Rewrite the records from the line with "Exercise. Mark the construction" through the end of the records, both ends included and the requests kept. Raise every coordinate in the answers by 8.

○ ○ ○ ○ ○ ○ ○

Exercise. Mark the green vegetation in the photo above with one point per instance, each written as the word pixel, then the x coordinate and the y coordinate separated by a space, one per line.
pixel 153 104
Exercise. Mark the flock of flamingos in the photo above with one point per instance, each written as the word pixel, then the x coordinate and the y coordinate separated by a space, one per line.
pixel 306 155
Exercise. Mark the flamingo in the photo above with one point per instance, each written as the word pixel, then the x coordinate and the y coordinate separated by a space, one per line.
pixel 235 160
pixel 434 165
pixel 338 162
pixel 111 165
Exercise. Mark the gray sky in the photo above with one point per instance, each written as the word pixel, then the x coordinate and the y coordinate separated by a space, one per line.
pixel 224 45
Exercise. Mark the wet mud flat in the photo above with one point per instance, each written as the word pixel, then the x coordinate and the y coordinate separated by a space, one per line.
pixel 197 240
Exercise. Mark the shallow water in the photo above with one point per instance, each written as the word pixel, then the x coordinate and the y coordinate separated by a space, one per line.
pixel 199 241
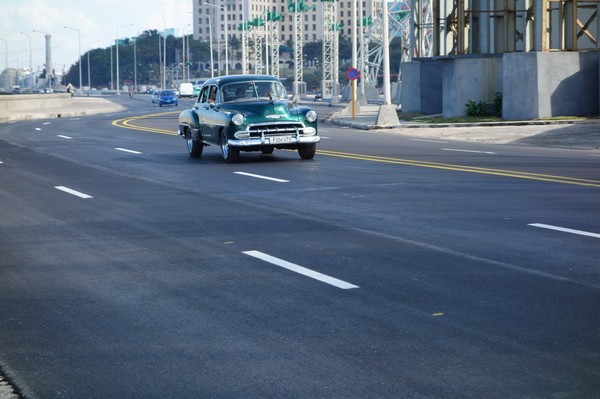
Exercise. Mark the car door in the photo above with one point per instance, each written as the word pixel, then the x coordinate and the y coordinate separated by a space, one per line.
pixel 213 117
pixel 203 109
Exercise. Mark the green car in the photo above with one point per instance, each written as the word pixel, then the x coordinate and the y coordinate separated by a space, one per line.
pixel 248 113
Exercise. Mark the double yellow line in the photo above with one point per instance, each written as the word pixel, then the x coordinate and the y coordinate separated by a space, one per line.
pixel 462 168
pixel 128 123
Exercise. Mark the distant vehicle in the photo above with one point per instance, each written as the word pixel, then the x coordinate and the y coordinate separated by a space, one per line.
pixel 248 113
pixel 186 90
pixel 167 97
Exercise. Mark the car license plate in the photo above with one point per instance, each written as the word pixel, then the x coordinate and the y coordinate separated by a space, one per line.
pixel 281 139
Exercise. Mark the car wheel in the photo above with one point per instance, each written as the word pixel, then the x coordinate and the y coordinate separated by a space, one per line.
pixel 267 150
pixel 307 151
pixel 230 154
pixel 195 147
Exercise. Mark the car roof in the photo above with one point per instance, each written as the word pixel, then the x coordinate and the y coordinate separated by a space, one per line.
pixel 222 80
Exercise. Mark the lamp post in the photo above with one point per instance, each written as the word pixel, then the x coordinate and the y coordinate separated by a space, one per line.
pixel 183 63
pixel 117 49
pixel 212 65
pixel 79 38
pixel 164 83
pixel 5 52
pixel 30 56
pixel 48 38
pixel 224 9
pixel 89 75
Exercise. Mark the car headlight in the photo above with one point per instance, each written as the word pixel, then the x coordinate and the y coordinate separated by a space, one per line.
pixel 237 119
pixel 311 116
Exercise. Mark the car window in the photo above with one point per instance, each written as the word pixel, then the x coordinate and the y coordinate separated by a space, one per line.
pixel 203 97
pixel 270 90
pixel 212 95
pixel 253 90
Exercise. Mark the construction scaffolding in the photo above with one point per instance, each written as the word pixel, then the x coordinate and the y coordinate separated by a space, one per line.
pixel 503 26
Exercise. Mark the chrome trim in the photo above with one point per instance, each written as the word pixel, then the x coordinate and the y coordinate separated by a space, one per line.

○ ○ ○ ○ ○ ○ ○

RESULT:
Exercise. Mark the construction scaffolding in the photo above with one point per instance, each written as the word pixel, then the x coordinate and the y coordinate separated by a space, one per line.
pixel 511 34
Exercise. Mark the chrome trim in the photo above with one point per instance, each written as the word pixel, then the x coordinate and the y coordinate separated by a space, one per line.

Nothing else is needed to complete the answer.